*Extracted material*:
========

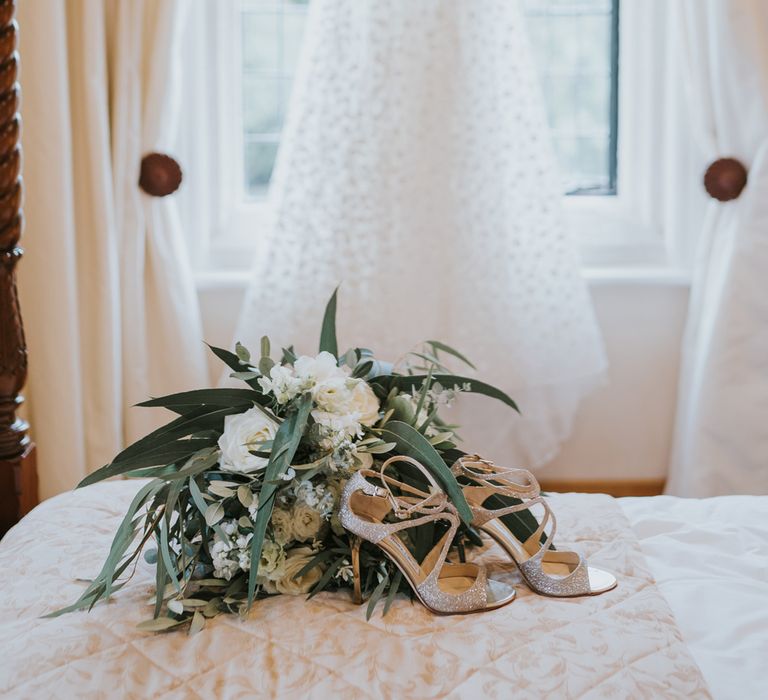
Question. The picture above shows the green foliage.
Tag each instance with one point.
(328, 341)
(193, 502)
(283, 449)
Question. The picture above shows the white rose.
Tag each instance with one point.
(337, 426)
(363, 460)
(242, 433)
(364, 403)
(313, 370)
(306, 523)
(296, 560)
(282, 528)
(282, 383)
(272, 561)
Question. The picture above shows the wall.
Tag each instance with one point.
(623, 430)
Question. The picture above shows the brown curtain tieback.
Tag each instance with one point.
(160, 175)
(725, 179)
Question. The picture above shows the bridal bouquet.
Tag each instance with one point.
(245, 483)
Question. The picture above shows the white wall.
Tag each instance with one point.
(624, 430)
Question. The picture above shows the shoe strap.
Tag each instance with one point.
(508, 481)
(404, 507)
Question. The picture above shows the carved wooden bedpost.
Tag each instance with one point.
(18, 475)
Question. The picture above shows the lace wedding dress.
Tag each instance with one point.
(415, 171)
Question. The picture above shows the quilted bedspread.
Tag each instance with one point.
(623, 644)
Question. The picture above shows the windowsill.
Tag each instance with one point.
(651, 275)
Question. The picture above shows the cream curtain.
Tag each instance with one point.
(721, 438)
(106, 289)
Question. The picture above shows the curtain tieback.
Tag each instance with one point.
(725, 178)
(160, 174)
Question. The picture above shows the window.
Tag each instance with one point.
(271, 37)
(602, 65)
(575, 44)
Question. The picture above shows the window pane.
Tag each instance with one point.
(259, 162)
(575, 45)
(575, 49)
(272, 34)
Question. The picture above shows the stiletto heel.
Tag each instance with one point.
(547, 571)
(442, 587)
(357, 596)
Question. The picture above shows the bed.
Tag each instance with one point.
(689, 618)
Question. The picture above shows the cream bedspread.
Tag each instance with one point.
(623, 644)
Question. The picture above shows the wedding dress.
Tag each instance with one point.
(415, 172)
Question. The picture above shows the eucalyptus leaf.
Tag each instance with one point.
(328, 342)
(216, 488)
(245, 495)
(265, 346)
(242, 352)
(437, 345)
(408, 382)
(187, 400)
(286, 442)
(198, 622)
(413, 444)
(176, 606)
(214, 513)
(159, 624)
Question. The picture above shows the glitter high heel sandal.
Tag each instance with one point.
(550, 572)
(442, 587)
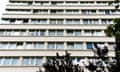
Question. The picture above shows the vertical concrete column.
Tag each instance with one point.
(65, 45)
(30, 21)
(81, 20)
(103, 33)
(49, 11)
(47, 32)
(24, 45)
(48, 21)
(84, 46)
(97, 11)
(82, 32)
(44, 60)
(27, 33)
(64, 21)
(46, 45)
(99, 21)
(65, 32)
(20, 60)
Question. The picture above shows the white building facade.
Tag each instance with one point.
(31, 31)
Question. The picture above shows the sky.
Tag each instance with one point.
(3, 6)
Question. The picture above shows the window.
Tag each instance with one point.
(59, 32)
(39, 45)
(89, 45)
(77, 33)
(38, 61)
(4, 45)
(8, 33)
(51, 45)
(88, 33)
(90, 21)
(41, 33)
(98, 33)
(70, 32)
(72, 45)
(25, 61)
(51, 33)
(2, 32)
(15, 61)
(19, 45)
(72, 21)
(0, 61)
(58, 45)
(32, 61)
(78, 46)
(73, 33)
(12, 45)
(39, 21)
(29, 45)
(56, 21)
(55, 32)
(7, 61)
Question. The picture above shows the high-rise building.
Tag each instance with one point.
(31, 31)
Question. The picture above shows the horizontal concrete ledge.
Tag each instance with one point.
(75, 53)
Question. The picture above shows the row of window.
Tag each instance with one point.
(13, 61)
(60, 3)
(61, 11)
(50, 45)
(37, 61)
(57, 21)
(37, 32)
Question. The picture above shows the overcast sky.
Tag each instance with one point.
(2, 6)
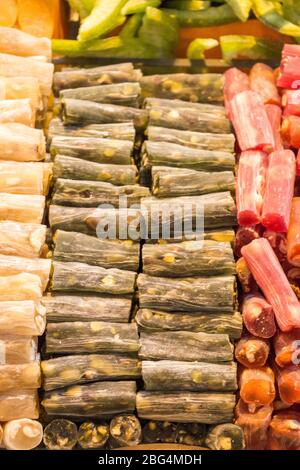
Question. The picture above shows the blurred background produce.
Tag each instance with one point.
(42, 18)
(179, 28)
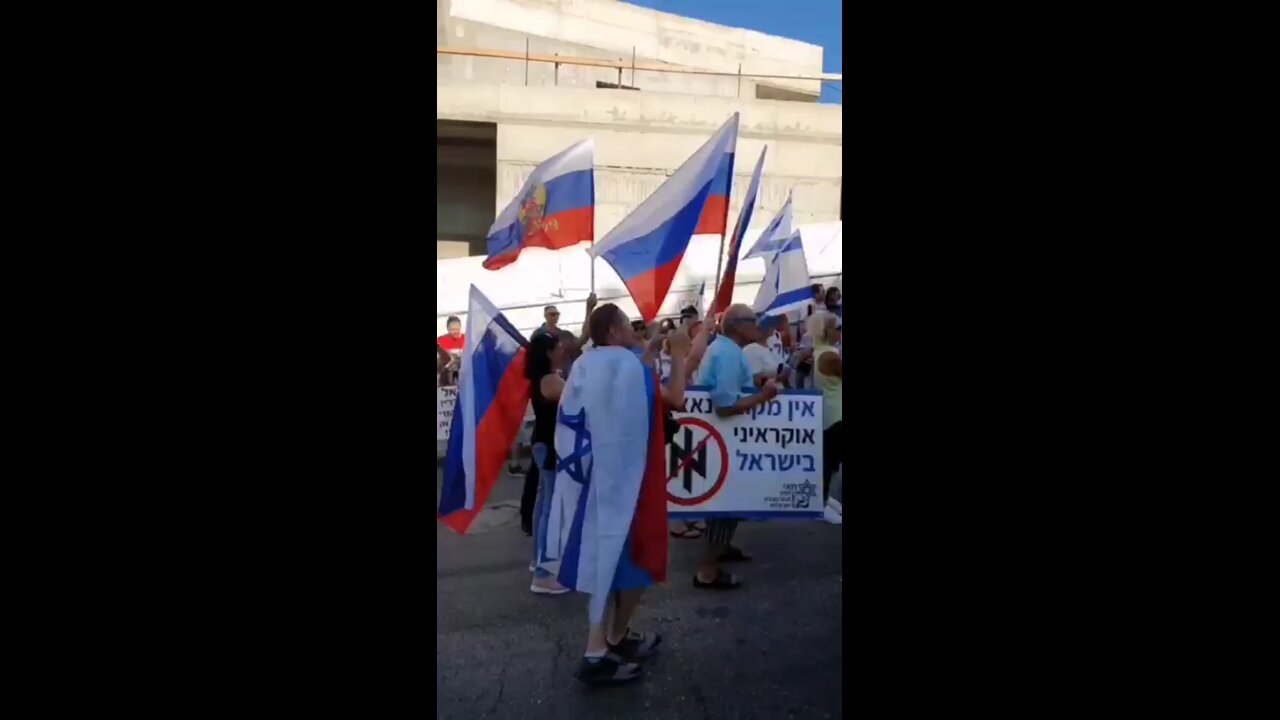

========

*What is asked*: Please count the lines above that contain the word "high" and give only the number.

*In response*: 2